▸ **The problem**
Return every line of the listing below verbatim, without any alteration.

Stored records

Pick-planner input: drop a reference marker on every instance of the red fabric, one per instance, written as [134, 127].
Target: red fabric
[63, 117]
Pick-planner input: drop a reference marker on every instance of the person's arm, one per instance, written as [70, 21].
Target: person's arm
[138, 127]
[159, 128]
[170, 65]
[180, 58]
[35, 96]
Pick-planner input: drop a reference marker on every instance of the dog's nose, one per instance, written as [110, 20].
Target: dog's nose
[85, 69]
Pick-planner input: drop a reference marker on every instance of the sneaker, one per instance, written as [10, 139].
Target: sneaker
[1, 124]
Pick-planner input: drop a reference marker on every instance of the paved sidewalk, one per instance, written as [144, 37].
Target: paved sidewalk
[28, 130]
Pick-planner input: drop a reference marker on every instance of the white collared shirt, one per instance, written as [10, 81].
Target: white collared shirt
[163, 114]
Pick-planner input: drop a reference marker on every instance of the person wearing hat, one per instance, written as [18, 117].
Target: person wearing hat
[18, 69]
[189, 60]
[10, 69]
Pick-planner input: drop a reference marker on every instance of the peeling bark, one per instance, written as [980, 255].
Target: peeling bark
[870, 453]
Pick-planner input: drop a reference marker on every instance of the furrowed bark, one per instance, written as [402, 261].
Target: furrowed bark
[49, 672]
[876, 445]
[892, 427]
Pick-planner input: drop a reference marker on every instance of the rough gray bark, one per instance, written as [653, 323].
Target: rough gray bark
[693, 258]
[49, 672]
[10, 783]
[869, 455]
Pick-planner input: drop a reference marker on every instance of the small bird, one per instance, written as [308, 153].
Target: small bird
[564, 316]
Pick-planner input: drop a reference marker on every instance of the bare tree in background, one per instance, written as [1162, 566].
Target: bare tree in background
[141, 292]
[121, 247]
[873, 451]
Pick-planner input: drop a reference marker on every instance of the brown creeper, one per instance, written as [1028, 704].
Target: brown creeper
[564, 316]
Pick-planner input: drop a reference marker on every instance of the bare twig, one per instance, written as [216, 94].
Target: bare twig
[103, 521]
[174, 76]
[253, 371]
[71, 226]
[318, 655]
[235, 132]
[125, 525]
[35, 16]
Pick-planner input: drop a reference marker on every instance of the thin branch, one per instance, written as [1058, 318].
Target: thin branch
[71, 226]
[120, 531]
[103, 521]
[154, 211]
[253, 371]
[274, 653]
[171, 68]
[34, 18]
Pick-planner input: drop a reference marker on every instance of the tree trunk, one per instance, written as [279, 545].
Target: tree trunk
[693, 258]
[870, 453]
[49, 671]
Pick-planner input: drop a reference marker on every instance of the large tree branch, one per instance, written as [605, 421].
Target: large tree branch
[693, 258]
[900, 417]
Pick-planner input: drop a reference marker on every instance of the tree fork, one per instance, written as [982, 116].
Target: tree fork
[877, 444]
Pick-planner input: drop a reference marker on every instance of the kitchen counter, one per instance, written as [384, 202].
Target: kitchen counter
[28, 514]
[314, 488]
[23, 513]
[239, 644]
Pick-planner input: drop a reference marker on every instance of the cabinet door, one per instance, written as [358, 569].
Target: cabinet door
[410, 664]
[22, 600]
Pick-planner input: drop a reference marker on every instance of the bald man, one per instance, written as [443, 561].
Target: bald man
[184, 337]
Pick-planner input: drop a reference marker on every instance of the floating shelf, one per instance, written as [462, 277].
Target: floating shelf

▸ **Full response**
Pick-planner input: drop a reference marker on every instance of the red fabric, one per instance, written as [134, 127].
Target: red fabric
[63, 117]
Pick-planner input: drop a reference marker on every instance of the person's arm, one per instance, written as [70, 21].
Target: person's arm
[138, 127]
[159, 128]
[170, 65]
[180, 58]
[35, 96]
Pick-planner input: drop a reference marker on every instance of the dog's nose, one per instance, written as [110, 20].
Target: dog's nose
[85, 69]
Pick-planner input: drop a reference marker on every instance of the sneaker, one per instance, written as [10, 139].
Target: sneaker
[1, 124]
Pick-planner input: drop a reference marker on every instance of the paved sidewalk, one per instance, written as [144, 37].
Target: paved sidewalk
[28, 130]
Pick-planner input: drop a reference marker on every instance of the white collared shirt, one per instance, written as [10, 81].
Target: white collared shirt
[163, 114]
Pick-planner input: drop a reference marker on every instance of the person wearing hat, one per instance, written as [18, 117].
Target: person wearing hat
[18, 69]
[189, 60]
[10, 69]
Pick-planner input: drop a reference marker on every instance of the peeling bark, one per instance, written as [980, 255].
Target: peeling bark
[870, 453]
Pick-planner input: drop a reference marker on every instance of the furrowed bark, one per instance, written as [402, 261].
Target: furrowed bark
[49, 672]
[876, 445]
[892, 427]
Pick-planner input: drop a reference marker on every instance of the rough gray bark, one per instance, written as [653, 323].
Target: rough gray bark
[693, 258]
[49, 672]
[10, 783]
[869, 455]
Pick-planner input: drop a reference marker on every instance of the small bird, one per instance, written as [308, 153].
Target: small bird
[564, 316]
Pick-planner input: drop a reference marker on every instance of the bare tree in background, one per instance, written as [1162, 566].
Target: bare tree in background
[141, 292]
[121, 247]
[873, 451]
Pick-planner input: drop a reference marker on every instance of the brown creeper, one per instance, written as [1028, 704].
Target: brown creeper
[564, 316]
Pick-planner input: drop a reference marker on every instance of the bare twig, one per instance, written as [216, 94].
Target: bare twig
[103, 521]
[174, 76]
[253, 371]
[71, 226]
[318, 655]
[235, 132]
[125, 525]
[35, 16]
Pick-planner input: drop a reference marker on every instance of the thin branch, one per instance, written as [1058, 318].
Target: thin branch
[71, 226]
[120, 531]
[103, 521]
[154, 211]
[253, 371]
[274, 653]
[171, 68]
[34, 18]
Pick-planner input: drop a reference marker on every instance of the tree trunk, one per instance, written as [279, 545].
Target: tree trunk
[693, 258]
[870, 453]
[49, 671]
Pick-planner input: drop a reference marker on every instance of the large tree branch, one per instance, written as [605, 421].
Target: large tree branch
[693, 258]
[900, 417]
Pick-planner input: drop a reference marker on every instance of the tree fork, one per instance, written as [982, 116].
Target: tree fork
[877, 444]
Pick-planner input: drop a reference marker on every instance of the kitchen counter, one per instance, written as [384, 202].
Target: kitchen counter
[28, 514]
[314, 488]
[23, 513]
[239, 644]
Pick-planner input: drop a reference marker on every instance of the cabinet door, one per instance, written as [358, 569].
Target: cabinet door
[410, 664]
[22, 600]
Pick-planner input: drop a reference marker on every instance of the bald man, one per instance, written as [443, 561].
Target: bald man
[184, 337]
Pick-planner input: drop a reference marker on every instance of the floating shelf, one per instance, written as [462, 277].
Target: floating shelf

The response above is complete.